Exercício curto
Copie sem nenhuma alteração as linhas dos registros abaixo, começando pela linha que contém "compact form (229,114)." e indo até o fim dos registros, com essa primeira linha incluída.

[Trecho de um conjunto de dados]

================================

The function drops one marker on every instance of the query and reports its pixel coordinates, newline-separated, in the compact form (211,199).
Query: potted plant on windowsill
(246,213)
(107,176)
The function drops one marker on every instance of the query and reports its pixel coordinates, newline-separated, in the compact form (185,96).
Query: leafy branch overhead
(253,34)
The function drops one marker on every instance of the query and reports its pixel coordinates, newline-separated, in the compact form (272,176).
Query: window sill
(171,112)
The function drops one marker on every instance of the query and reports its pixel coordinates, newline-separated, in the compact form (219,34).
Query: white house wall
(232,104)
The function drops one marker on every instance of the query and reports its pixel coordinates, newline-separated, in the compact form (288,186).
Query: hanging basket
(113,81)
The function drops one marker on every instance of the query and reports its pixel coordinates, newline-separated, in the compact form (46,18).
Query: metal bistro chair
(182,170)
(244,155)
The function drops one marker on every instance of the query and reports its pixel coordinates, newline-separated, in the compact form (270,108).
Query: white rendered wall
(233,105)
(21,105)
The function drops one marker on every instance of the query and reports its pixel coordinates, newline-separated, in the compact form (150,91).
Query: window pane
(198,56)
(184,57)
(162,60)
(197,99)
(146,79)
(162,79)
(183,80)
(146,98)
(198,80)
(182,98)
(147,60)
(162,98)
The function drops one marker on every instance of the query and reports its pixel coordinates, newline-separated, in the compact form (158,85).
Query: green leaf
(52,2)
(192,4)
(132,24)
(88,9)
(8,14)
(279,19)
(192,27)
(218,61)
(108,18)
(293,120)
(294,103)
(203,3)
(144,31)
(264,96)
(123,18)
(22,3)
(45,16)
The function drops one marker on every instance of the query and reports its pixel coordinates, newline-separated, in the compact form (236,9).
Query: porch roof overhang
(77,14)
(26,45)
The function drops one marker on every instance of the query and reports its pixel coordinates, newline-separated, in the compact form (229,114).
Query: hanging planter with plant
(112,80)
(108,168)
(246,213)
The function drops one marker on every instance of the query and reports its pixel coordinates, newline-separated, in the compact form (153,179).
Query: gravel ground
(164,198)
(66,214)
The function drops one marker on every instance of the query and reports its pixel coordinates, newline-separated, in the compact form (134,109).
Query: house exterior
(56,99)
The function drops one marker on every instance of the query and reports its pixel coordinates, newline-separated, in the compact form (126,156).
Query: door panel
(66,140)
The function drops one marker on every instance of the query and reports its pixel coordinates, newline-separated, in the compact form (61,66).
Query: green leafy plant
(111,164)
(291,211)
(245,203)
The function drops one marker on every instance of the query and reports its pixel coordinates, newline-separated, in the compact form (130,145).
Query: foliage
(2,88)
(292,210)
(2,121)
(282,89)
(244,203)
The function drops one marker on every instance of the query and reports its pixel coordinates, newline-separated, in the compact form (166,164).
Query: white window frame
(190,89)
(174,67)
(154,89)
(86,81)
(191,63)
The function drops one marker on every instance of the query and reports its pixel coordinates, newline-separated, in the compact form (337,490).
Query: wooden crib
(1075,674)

================================

Resposta completa
The function drops one marker on every instance of the query and reports its pixel coordinates, newline-separated, in the compact form (229,114).
Query: hanging planter with plant
(112,80)
(108,168)
(246,213)
The function drops one marker on every instance of the query and reports its pixel coordinates, newline-separated, in the compact form (153,179).
Query: gravel ground
(164,198)
(66,214)
The function drops one marker on every instance of the query and reports its pixel coordinates, newline-separated, in the compact form (134,109).
Query: house exterior
(56,99)
The function drops one marker on every instance of the query and reports its pixel coordinates, newline-separated, in the compact form (126,156).
Query: door panel
(66,140)
The function drops one marker on every instance of the query and reports its pixel coordinates, newline-separated, in the compact form (61,66).
Query: green leafy plant
(111,164)
(291,211)
(245,203)
The function drops one marker on every instance of the query and reports its pixel coordinates, newline-separated, in the compact form (130,145).
Query: foliage
(2,88)
(292,210)
(2,121)
(282,89)
(244,203)
The function drops one marker on every instance of the query and reports its pixel coordinates, newline-separated, in the compact form (166,164).
Query: white window frame
(190,89)
(174,67)
(154,89)
(86,81)
(191,63)
The function drops one marker on every instance of the query and reports its pixel coordinates, newline-separated, in the compact form (337,490).
Query: wooden crib
(1075,674)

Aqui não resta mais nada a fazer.